▶ **WHAT TO PRODUCE**
Give back the line that contains "Would you point out the center" and every following line, exactly as they appear, through the end of the data.

▶ **DATA TO PROCESS**
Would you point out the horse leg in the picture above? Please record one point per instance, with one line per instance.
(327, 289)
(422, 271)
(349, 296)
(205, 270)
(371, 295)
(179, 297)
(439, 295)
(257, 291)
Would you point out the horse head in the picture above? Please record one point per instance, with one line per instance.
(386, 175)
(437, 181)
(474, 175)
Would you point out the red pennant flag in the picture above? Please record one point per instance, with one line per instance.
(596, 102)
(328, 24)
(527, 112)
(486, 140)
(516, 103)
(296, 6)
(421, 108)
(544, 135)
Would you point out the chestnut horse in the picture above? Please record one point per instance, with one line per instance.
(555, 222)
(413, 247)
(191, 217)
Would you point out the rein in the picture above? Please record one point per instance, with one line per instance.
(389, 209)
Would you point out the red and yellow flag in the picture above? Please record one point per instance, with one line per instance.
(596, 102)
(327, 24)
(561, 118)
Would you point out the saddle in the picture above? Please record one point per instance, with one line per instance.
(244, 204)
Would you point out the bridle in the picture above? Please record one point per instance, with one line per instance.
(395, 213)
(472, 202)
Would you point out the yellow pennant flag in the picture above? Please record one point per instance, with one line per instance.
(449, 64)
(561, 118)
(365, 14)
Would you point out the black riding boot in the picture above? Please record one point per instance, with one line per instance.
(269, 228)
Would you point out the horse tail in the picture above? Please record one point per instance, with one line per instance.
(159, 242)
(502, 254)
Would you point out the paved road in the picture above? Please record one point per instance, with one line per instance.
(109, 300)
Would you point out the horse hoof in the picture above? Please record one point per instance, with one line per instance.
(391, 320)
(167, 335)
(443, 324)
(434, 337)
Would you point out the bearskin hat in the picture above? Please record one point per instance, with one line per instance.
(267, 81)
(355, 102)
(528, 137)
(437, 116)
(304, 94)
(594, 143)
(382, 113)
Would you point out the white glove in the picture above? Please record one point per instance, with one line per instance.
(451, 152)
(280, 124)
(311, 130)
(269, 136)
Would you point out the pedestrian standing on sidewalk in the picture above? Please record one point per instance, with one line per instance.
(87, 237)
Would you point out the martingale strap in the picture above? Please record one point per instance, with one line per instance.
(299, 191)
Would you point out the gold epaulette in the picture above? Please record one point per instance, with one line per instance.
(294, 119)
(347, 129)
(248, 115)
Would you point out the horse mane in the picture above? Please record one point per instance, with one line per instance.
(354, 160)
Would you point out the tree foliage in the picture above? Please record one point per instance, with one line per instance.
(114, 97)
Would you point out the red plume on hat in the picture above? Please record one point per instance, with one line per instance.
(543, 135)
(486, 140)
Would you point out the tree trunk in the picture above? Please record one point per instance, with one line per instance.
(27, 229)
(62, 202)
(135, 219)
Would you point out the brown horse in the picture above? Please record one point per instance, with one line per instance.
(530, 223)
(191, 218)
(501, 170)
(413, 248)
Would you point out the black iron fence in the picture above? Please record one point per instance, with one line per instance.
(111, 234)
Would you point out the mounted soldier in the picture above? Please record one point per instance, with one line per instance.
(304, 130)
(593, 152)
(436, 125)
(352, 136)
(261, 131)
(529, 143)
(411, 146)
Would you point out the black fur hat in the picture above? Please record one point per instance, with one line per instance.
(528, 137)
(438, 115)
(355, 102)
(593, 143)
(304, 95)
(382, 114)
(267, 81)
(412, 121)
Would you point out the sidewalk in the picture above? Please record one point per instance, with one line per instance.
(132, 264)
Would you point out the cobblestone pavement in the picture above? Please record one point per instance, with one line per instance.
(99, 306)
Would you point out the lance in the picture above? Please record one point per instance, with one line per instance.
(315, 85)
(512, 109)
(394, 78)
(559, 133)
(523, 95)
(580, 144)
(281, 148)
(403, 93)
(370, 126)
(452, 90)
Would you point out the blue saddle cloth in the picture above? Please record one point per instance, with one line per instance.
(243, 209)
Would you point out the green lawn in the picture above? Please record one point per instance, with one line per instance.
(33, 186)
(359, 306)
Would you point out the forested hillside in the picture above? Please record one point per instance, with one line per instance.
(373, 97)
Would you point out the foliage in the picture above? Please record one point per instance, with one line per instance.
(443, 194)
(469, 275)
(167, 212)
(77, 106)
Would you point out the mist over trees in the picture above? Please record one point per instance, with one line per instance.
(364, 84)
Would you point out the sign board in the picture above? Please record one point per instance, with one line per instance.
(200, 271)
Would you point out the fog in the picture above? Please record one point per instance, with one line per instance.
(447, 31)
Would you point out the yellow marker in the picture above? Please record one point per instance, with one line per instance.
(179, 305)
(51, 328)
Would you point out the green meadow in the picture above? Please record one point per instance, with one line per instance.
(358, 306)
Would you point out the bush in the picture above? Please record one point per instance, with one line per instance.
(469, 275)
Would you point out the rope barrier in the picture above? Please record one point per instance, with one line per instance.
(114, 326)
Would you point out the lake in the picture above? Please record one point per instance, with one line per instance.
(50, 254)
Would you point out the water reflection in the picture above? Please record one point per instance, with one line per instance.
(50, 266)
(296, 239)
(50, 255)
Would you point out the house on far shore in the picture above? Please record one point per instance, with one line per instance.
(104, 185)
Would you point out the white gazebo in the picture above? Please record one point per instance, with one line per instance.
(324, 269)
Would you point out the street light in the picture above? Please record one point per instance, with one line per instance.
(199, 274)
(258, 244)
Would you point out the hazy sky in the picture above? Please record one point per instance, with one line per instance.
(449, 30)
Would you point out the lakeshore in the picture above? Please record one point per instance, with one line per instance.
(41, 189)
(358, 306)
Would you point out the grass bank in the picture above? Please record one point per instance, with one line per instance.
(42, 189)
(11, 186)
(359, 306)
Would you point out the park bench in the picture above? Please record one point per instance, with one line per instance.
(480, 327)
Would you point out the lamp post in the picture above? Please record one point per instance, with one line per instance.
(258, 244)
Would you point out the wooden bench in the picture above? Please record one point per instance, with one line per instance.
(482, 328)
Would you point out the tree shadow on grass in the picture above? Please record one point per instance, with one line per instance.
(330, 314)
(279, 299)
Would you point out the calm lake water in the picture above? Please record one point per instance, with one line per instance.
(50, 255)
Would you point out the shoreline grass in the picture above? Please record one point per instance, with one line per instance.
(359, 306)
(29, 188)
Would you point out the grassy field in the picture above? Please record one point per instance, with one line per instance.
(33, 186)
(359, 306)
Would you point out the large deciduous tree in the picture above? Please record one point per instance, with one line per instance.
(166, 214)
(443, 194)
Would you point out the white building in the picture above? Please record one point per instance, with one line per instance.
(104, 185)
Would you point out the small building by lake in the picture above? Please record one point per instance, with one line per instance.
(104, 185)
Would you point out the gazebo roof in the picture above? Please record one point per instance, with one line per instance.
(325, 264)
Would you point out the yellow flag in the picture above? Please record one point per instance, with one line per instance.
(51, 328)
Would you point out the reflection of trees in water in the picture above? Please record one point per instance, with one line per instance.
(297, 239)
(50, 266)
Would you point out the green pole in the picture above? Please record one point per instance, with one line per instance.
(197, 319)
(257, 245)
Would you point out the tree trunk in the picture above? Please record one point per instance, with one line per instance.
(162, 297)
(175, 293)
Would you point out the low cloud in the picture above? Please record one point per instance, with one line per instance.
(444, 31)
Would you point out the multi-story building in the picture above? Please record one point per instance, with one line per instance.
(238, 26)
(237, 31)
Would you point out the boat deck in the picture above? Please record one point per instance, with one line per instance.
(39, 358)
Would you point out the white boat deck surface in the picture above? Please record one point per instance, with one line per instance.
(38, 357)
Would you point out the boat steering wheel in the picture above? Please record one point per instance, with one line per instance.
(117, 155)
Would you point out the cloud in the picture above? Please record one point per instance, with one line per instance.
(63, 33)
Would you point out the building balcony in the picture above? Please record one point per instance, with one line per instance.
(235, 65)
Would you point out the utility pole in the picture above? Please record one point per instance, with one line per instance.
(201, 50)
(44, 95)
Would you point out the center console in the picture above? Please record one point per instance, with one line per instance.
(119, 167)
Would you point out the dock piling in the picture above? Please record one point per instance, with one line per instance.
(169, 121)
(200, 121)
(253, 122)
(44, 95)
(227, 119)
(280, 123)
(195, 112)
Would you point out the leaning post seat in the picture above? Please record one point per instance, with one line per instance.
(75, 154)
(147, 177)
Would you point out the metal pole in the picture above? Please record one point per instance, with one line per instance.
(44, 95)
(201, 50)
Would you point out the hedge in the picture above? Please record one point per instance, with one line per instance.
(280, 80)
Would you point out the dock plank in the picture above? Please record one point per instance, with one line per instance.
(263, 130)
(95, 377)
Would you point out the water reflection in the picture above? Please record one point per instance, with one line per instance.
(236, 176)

▶ **REPLY TO THE EXERCISE**
Would you point out the center console in the picture above? Please record one point per instance, with one line per instance.
(119, 167)
Would you point out the dock piling in the picture above? Please record one point per instance, with one line per instance.
(169, 121)
(200, 121)
(253, 122)
(44, 95)
(227, 119)
(280, 123)
(195, 112)
Would you point out the leaning post seat in the picture above? Please record one point per instance, with one line per instance.
(75, 154)
(147, 177)
Would you point out the metal pole in the picture above? Please record one point per instance, with one line per instance.
(44, 95)
(201, 50)
Would you point out the hedge in the picture above? Please record one point per instance, with one line per instance.
(280, 80)
Would you point out the dock plank in the picture above? Please record one point per instance, with one line per instance.
(263, 130)
(95, 377)
Would you point out the water reflection in the picture above? Please record one point per instance, with one line per instance.
(236, 176)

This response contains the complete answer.